[JOB]
Please select each line in the following material that contains the word "below" and copy those lines out in full.

[Dataset entries]

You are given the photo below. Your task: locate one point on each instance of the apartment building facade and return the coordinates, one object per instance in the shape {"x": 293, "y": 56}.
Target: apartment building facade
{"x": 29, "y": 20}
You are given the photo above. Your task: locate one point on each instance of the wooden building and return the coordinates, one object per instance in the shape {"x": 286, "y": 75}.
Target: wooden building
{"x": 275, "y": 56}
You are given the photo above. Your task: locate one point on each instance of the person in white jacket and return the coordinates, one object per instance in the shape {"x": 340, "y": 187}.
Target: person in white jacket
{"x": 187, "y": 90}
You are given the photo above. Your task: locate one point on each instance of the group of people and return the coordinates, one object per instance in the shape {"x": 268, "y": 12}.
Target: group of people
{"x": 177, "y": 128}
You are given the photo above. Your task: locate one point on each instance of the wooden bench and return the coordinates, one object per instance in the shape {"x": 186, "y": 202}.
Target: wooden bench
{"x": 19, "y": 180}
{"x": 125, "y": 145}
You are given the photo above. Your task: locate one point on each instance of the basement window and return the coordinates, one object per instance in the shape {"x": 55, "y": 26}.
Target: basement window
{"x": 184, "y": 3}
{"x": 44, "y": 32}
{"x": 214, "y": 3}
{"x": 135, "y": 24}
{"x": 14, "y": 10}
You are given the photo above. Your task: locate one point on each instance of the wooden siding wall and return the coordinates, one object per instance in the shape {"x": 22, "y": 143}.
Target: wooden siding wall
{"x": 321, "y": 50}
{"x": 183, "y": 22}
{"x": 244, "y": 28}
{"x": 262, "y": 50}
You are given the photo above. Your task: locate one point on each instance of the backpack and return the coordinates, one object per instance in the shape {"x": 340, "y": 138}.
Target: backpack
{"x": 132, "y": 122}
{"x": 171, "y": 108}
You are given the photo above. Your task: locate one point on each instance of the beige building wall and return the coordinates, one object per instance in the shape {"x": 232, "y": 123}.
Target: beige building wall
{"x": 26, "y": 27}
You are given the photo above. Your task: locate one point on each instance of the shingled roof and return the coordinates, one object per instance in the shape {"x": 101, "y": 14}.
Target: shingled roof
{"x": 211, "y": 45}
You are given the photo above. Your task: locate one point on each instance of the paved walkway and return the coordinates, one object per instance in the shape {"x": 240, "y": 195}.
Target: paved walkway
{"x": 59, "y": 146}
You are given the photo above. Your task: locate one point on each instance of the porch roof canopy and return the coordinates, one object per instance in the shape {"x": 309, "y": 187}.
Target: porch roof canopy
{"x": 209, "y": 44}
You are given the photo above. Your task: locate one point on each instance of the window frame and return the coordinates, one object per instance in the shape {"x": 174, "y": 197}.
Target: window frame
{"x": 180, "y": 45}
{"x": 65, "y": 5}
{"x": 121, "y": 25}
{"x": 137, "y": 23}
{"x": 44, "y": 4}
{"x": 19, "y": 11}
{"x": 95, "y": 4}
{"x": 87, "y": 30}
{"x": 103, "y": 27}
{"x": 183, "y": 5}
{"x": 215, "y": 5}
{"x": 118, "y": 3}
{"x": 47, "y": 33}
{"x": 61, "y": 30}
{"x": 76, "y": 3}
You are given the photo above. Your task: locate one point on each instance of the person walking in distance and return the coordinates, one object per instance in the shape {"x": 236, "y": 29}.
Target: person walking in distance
--
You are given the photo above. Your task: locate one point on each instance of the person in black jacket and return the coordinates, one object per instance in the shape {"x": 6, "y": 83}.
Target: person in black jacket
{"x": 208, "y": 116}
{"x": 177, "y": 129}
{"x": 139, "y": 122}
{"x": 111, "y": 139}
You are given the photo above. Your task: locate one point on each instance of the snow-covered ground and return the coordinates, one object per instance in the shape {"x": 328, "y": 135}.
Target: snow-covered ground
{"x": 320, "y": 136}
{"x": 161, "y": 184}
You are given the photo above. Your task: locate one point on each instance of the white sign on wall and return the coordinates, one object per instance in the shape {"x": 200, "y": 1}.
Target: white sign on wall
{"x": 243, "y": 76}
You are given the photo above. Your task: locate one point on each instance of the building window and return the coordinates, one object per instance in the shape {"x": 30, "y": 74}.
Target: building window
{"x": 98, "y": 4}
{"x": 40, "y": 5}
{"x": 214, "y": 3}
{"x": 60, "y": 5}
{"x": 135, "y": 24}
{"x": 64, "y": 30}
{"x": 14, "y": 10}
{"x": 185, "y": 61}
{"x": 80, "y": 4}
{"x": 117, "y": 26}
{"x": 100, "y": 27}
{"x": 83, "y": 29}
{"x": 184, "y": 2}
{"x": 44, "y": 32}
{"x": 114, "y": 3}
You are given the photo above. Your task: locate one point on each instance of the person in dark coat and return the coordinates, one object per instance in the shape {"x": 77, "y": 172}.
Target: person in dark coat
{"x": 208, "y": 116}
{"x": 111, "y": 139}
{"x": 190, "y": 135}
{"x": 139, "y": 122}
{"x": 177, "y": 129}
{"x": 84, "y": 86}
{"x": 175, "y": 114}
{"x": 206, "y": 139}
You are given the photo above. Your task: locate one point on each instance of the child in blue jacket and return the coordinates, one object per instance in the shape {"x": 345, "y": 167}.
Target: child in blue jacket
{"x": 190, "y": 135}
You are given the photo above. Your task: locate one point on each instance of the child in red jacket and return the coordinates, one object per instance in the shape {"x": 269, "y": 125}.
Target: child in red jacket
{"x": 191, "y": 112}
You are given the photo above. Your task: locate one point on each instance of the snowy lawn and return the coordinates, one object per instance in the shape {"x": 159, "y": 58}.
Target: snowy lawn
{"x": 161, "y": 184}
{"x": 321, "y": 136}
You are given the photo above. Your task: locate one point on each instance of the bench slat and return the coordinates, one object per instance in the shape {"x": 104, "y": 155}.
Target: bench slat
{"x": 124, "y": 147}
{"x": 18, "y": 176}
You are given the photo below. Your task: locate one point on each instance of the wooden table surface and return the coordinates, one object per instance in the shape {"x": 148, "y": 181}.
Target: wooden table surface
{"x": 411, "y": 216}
--
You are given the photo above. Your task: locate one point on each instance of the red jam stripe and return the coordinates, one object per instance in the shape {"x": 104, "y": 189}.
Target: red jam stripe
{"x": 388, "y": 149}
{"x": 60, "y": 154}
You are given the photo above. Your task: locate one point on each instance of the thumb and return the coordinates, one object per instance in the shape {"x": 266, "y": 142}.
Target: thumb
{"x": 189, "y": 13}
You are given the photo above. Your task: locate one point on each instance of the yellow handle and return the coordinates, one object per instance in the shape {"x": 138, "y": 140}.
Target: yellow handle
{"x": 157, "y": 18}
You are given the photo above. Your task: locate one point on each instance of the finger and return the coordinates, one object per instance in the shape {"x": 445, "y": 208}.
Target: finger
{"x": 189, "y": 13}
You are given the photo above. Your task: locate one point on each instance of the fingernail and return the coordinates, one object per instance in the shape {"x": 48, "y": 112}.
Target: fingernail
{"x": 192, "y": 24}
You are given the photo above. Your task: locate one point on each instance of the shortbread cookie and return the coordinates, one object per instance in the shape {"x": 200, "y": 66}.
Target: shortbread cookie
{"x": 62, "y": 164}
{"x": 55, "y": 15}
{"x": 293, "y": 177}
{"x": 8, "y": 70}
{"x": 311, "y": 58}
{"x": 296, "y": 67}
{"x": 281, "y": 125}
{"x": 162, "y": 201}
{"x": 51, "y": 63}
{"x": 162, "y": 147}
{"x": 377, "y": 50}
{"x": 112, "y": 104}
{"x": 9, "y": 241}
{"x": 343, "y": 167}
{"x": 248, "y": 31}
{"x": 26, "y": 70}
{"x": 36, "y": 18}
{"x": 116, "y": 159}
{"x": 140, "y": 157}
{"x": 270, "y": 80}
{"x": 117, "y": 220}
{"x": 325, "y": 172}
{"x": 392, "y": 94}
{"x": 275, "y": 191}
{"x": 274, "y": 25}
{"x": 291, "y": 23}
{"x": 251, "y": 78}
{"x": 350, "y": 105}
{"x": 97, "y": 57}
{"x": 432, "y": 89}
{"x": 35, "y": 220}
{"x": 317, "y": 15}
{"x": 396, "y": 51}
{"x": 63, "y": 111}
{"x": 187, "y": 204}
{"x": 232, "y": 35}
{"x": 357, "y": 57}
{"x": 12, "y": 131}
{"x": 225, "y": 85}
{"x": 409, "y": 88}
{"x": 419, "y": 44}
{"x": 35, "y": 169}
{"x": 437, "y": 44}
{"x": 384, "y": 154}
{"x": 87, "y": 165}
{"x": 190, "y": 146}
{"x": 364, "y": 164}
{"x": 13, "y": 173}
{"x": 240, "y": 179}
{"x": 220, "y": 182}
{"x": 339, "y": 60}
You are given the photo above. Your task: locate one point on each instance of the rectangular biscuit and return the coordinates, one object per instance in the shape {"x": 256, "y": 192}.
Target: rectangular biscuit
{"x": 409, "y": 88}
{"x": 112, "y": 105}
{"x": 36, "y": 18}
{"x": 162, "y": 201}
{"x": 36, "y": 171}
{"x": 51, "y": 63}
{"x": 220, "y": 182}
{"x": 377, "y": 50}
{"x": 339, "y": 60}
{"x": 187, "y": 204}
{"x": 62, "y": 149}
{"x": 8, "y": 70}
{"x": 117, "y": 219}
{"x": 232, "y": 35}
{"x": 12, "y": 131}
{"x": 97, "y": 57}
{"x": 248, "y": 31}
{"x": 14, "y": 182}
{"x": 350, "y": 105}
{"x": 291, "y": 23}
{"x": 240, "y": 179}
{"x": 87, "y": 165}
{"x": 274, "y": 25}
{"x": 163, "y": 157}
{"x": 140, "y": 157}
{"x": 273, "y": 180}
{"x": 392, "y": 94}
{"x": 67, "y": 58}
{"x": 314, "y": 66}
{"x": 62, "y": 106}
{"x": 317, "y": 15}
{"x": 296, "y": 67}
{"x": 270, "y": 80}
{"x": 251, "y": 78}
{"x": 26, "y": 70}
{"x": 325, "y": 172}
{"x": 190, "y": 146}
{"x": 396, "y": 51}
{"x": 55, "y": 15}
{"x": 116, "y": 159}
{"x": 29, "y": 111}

[PROBLEM SOLUTION]
You are given the photo below. Your task: locate one point on each instance of the apartment building facade and return the coordinates, one object per instance in the shape {"x": 293, "y": 56}.
You are given the photo below. Your task: locate one point on each instance of the wooden table surface and return the coordinates, one object per instance in the shape {"x": 148, "y": 181}.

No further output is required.